→ İstenenler:
1. Sayfa alıntısındaki şu cümleyi İngilizceye çevirin: "Bugün yazımıza konu olacak iki kitabın yazarı olan Finchelstein; faşizm, popülizm, ırkçılık gibi başlıklarda çalışmalar yapan Arjantinli bir tarih profesörü."
2. Finchelstein'ın faşizm üzerine kitaplarını ele alan sayfa alıntısını son cümlesinden sonra sürdürün.

→ Sayfa Alıntısı:
============================================================

Çoğunlukla muhtemel bir şiddet sarmalının potansiyel faili; oranın ötekisi, yabancısı, mültecisidir. Tam da bu nedenle bugün medya kanallarında kendileriyle daha az empati yapılanlar da daha az görünür olanlar da çoğunluk olmayanlar, ötekiler, mülteciler- yabancılardır diyebiliriz. Yerinden edilenin yeni yer arayışı toplumsal olaylarla, dışlanma ve siyasilerin iki dudağı arasında göklere çıkarılma yahut yere çalınma arasında bir yerde sıkışmış durumdadır çoğu zaman. Seçim zamanı “oy kasası”, seçim bitince metropolün “çirkin yüzleri” hep aynı kişiler, gruplardır.
Yazar Federico Finchelstein; kızlarıyla şahit olduğu bayraklı, flamalı ırkçı bir eylem sonrası büyük kızının eylemcileri kastederek sorduğu “Bunlar Anne Frank’ı öldüren Naziler mi?” sorusuna şöyle yanıt veriyor: “Hayır, bu neo-Naziler onun katilleri değil, fakat öldürülmüş olmasından da memnunlar.”(1)
Bugün yazımıza konu olacak iki kitabın yazarı olan Finchelstein; faşizm, popülizm, ırkçılık gibi başlıklarda çalışmalar yapan Arjantinli bir tarih profesörü. “Faşizmden Popülizme” isimli kitabı, Ali Karatay tarafından çevrilmiş; ilk baskısını Ocak 2019’da yapmış. “Faşist Yalanların Kısa Tarihi” isimli kitabı ise çeviride Zeynep Şarlak imzası ile ilk baskısını Şubat 2021 tarihinde yapmıştır. İletişim Yayınları aracılığıyla Türkçeye çevrilen her iki kitabı, iktidar-devlet-rejim bağlamında ırkçılık ve faşizm meseleleriyle yakından bağ kurulmasını sağlayan, kavramların önemine odaklanan, faşizmin tarihine dair özenli bir okuma olanağı sunuyor.
Faşizmden Popülizme isimli kitapta iki temel soru üzerine odaklanan yazar, keyfi olarak her durum için kullanılan faşizm kavramı ile bugün çeşitli formlarda gördüğümüz faşizm kolları arasında önemli farklar olduğunu savunuyor. İkinci Dünya Savaşı sonrasında faşizmin asla geri dönmediğini, aksine bu döneme damga vuran en önemli olayın “faşizmin yokluğu” olduğunu ileri süren yazar; zamanın akışı içerisinde Soğuk Savaş’ın özel pozisyonuna da değiniyor. Yazara göre Soğuk Savaş’ı yaratan neden “faşizmin yokluğudur” ve sonucu bellidir: Liberalizm ve komünizmin savaşı.

============================================================

→ Verilen Bilgiler:

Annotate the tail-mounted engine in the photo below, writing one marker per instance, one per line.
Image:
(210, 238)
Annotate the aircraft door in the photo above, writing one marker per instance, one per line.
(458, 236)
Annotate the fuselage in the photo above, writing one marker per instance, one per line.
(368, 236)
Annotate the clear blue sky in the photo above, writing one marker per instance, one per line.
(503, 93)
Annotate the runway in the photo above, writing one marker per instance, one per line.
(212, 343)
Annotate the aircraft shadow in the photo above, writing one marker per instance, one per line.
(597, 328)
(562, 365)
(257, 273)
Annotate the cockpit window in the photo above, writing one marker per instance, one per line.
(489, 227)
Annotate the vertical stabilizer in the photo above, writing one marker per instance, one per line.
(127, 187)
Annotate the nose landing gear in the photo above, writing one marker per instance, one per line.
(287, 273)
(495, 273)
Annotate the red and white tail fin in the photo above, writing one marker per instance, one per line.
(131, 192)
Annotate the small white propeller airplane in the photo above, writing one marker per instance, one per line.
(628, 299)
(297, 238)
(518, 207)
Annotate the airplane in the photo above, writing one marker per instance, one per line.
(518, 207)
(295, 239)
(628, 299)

============================================================

→ Alıştırma Cevapları:
1. Finchelstein, the author of the two books that are the subject of our article today, is an Argentine history professor who works on topics such as fascism, populism, and racism.

2.
Popülizmin, faşizmin tınılarını duyma noktasında önemli bir kavram olduğu fikri yazar tarafından gerekçeleri ile açıklanır ancak en önemlisi Finchelstein, faşizmin mirasını çeşitli popülizm ve neo-faşizm kombinasyonları aracılığıyla devam ettirdiği tespitini yapar. Neo-faşistlerin bazen popülistlerle ittifak içerisinde olduğu ancak popülistlerin demokrasiyi yıkmak yerine ona otoriter bir çerçeve çizme kaygısında olduğunun anlatıldığı tabloda yazar, özellikle Avrupa’da popülistlerin, tıpkı neo-faşistler gibi toplumu etnik temelde ayırdığını ve faşizmi bu bağlamda sağladığını da kayda geçer.
Yazara göre tüm faşizm ya da ön faşizm diyebileceğimiz kertelerde yapılanın, aslında toplumsal tabakanın etnik, siyasi, mezhepsel oyuklar açarak buradan beslenmesi üzerine kurulu olduğu gerçeğidir. Bahsi geçen en baştan beri “ev sahibinin”, düşman kabul ettiği “ötekiye” saldırısı; toplumun geri kalanını ikna etmek için parlattığı yalanı ve nihayetinde onun “ötekiliğini kalıcı kılma” gayretidir.
“Faşist ideoloji, insanların hiyerarşik biçimde üstün ırklar ve aşağılık ırklar olarak bölündüğü yalanı üzerine kuruludur. Bu ideoloji, daha zayıf ırkların üstün ırklara hükmetmeyi amaçladığına dair tamamen paranoyak bir fanteziye dayanır. Bu nedenle beyazlar kendilerini savunmak için ilk saldıran olmalıdır.”(2)
Gerçek ve yalan arasındaki çekişmenin, faşizm için ekmek ve su gibi elzem olduğunu ifade eden yazar; gerçeği görünür kılabilmek ve en önemlisi faşizmin yayılışını engellemek için kitleleri “yalandan korumanın” önemli olduğunu inatla savunurken siyaset bilimci Hannah Arendt’e de atıfta bulunur.
“Faşist Yalanların Kısa Tarihi” isimli eserinde, “Arendt ideal tiplerle ilgileniyordu. Ben ise faşizmin tarihine yönelik argümanlarımı ampirik olarak temellendirmek için olmuş olana, tarihsel olarak belgelenmiş isimlere bakıyorum.” diye yazar.(3)
Günümüzde faşizm ve popülizm kavramlarının gündelik kullanımlarının ciddi kavramsal hatalar barındırdığını savunan Federico Finchelstein, popülizmin faşizme yürüyüşte önemli bir basamak işlevi gördüğünü aktarırken popülizm ve faşizmle mücadele edebilmek için kavramların doğru kullanılmasının şart olduğunu anlatmaktadır. Basketbol oynayan-şortlu siyasi liderleri ve onların siyasi partilerine yapıştırılan “popülist” etiketinin, bir başka coğrafyaya yağdırılan bombalarla olan ilişkisi ulus ötesi bir bağlamda ele alınır.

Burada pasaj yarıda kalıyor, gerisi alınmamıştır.